Focus Combine Marketing Pvt Ltd v. Haryana State Cooperative Supply & Marketing Federation Ltd

Delhi High Court · 13 Sep 2019 · 2019:DHC:4559
R. K. Gauba
FAO 9-11/2019
2019:DHC:4559
civil appeal_dismissed Significant

AI Summary

The Delhi High Court dismissed appeals by sub-lessees holding that unauthorized sub-leases without the lessor's consent are unenforceable and do not entitle sub-lessees to interim relief against dispossession.

Full Text
Translation output
FAO 9-11/2019.
HIGH COURT OF DELHI
Date of Decision: 13th SEPTEMBER, 2019
FAO 9/2019 and C.M. No.1042/2019
FOCUS COMBINE MARKETING PVT LTD..... Appellant
Through: Mr. Udit Gupta, Mr. Sidhant Bhatia and Mr. Aditya, Advocates
VERSUS
HARYANA STATE COOPERATIVE SUPPLY & MARKETING FEDERATION LTD & ANR .. Respondents
Through: Mr. Hemant Gupta, Ms. Sunakshi Gupta and Mr. Alok Sharma, Advocates for
R-1 with Ms. Usha Chopra, Asstt.
Mr. Bharat Bhushan Gupta, Adv. for R-2 with Mr. S.B. Chauhan, Authorised
Representative
FAO 10/2019 and C.M. Nos.1046/2019, 23794/2019, 35586/2019
SYSCOM CONSUMER PRODUCTS PVT LTD..... Appellant
Through: Mr. Udit Gupta, Mr. Sidhant Bhatia and Mr. Aditya, Advocates
VERSUS
HARYANA STATE COOPERATIVE SUPPLY & MARKETING FEDERATION LTD & ANR ... Respondents
Through: Mr. Hemant Gupta, Ms. Sunakshi Gupta and Mr. Alok Sharma, Advocates for
R-1 with Ms. Usha Chopra, Asstt.
2019:DHC:4559 FAO 9-11/2019.
Mr. Bharat Bhushan Gupta, Adv. for R-2 with Mr. S.B. Chauhan, Authorised
Representative
FAO 11/2019 and C.M. Nos.1048/2019 and 23524/2019
SYSCOM PACKAGING COMPANY ..... Appellant
Through: Mr. Udit Gupta, Mr. Sidhant Bhatia and Mr. Aditya, Advocates
VERSUS
HARYANA STATE COOPERATIVE SUPPLY & MARKETING FEDERATION LTD & ANR ... Respondents
Through: Mr. Hemant Gupta, Ms. Sunakshi Gupta and Mr. Alok Sharma, Advocates for
R-1 with Ms. Usha Chopra, Asstt.
Mr. Bharat Bhushan Gupta, Adv. for R-2 with Mr. S.B. Chauhan, Authorised
Representative
CORAM:
HON'BLE MR. JUSTICE R.K.GAUBA
ORDER (ORAL)
JUDGMENT

1. The parties in these three appeals are virtually common, the background facts leading to three civil suits being preferred by the respective appellants being similar, each appeal giving rise to questions which are identical and, therefore, they have been heard together and are being decided by this common judgment.

- Task to carry out
Please explain why the three appeals in the Delhi High Court judgment above are heard together and decided by a single judgment.

- Material provided
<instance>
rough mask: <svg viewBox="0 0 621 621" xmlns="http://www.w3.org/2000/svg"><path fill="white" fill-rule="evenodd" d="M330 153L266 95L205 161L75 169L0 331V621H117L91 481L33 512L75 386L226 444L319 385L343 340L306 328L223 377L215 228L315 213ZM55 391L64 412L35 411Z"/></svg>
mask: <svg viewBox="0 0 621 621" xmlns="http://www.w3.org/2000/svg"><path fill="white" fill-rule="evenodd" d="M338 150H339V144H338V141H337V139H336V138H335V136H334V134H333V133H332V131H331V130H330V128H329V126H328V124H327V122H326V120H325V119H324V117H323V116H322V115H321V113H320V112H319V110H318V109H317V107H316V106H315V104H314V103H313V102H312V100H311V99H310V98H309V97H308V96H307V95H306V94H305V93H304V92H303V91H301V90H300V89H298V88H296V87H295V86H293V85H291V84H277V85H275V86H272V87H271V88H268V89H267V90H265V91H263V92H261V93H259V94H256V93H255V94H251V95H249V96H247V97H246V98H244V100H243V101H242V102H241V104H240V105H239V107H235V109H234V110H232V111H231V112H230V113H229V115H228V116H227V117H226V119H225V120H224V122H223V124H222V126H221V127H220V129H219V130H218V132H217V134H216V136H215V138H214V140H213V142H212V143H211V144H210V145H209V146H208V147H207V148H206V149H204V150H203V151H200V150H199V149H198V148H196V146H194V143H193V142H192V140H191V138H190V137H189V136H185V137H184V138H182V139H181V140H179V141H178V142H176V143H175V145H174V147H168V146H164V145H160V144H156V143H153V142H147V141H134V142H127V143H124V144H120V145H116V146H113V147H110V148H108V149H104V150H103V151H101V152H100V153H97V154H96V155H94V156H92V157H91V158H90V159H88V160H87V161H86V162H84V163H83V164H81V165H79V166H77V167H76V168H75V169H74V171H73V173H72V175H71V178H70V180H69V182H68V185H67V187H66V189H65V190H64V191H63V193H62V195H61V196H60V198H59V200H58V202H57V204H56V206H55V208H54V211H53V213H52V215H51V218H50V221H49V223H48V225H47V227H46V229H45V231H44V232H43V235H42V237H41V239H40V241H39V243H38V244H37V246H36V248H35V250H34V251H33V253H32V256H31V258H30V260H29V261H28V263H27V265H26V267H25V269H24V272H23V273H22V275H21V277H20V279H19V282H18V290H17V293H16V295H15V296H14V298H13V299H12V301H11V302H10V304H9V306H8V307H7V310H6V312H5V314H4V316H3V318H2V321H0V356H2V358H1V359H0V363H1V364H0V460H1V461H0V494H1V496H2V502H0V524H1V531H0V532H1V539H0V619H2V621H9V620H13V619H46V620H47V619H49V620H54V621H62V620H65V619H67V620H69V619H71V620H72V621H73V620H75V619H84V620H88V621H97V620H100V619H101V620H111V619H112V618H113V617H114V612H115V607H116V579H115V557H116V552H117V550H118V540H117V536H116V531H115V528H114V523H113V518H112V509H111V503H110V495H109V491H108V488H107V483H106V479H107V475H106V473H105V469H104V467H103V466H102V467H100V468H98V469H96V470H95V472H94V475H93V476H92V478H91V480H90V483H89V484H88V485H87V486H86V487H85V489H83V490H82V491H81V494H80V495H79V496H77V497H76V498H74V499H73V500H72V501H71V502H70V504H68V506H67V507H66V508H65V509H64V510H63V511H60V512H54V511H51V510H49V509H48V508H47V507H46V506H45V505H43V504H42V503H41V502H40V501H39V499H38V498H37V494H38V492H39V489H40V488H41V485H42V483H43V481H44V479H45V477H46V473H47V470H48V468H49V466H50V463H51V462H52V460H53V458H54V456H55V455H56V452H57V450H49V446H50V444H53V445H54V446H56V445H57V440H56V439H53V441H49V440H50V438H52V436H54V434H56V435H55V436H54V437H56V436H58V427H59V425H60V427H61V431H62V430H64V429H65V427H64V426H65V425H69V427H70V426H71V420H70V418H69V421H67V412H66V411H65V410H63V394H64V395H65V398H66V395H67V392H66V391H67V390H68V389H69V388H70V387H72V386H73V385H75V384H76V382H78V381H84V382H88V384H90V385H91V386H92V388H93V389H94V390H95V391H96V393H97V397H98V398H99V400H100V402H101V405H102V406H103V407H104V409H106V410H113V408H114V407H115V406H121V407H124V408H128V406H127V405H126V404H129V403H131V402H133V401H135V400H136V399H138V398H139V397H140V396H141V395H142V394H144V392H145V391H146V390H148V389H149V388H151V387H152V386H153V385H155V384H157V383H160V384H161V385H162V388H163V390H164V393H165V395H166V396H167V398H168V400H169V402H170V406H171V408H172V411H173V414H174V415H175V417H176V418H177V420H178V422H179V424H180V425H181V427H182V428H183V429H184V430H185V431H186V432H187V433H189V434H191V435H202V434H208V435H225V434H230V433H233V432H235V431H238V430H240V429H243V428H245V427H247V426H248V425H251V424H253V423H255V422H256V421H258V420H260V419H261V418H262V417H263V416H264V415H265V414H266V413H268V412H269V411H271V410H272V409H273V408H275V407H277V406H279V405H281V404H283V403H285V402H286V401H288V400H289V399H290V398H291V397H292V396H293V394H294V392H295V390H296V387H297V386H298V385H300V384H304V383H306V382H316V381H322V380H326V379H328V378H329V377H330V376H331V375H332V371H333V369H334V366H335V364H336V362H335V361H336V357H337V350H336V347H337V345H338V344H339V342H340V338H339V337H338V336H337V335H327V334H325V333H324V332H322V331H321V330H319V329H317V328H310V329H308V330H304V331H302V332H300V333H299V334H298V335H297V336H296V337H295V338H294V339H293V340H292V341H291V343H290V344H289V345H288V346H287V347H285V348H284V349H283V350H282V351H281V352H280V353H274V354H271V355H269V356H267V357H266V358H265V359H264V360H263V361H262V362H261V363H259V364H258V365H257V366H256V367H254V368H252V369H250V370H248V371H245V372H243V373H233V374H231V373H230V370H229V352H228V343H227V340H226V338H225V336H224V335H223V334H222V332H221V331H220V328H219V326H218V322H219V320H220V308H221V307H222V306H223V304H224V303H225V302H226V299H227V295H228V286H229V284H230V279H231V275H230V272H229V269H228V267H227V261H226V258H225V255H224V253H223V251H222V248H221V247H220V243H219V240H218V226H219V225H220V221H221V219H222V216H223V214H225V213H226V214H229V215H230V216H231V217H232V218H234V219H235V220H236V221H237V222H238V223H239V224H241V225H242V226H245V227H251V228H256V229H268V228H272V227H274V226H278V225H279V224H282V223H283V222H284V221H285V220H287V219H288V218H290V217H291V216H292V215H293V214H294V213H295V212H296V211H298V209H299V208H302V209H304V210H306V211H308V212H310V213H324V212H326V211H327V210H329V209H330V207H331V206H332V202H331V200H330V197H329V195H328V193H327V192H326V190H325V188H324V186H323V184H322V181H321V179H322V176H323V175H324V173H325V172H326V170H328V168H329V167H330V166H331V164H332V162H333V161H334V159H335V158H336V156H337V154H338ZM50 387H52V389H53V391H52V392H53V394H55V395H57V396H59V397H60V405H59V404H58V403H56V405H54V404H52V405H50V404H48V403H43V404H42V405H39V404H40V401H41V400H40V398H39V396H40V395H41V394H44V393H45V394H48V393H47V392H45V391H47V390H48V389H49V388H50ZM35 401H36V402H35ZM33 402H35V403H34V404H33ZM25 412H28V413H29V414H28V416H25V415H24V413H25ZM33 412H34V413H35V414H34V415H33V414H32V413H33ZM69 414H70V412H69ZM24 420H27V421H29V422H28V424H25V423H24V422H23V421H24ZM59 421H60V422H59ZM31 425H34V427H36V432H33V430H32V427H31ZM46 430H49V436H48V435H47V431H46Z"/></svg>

- Response to the exercise
The parties in the three appeals are virtually common, and the background facts that led each appellant to bring its civil suit are similar. Each appeal also raises identical questions, so the court heard them together and decided them in one common judgment.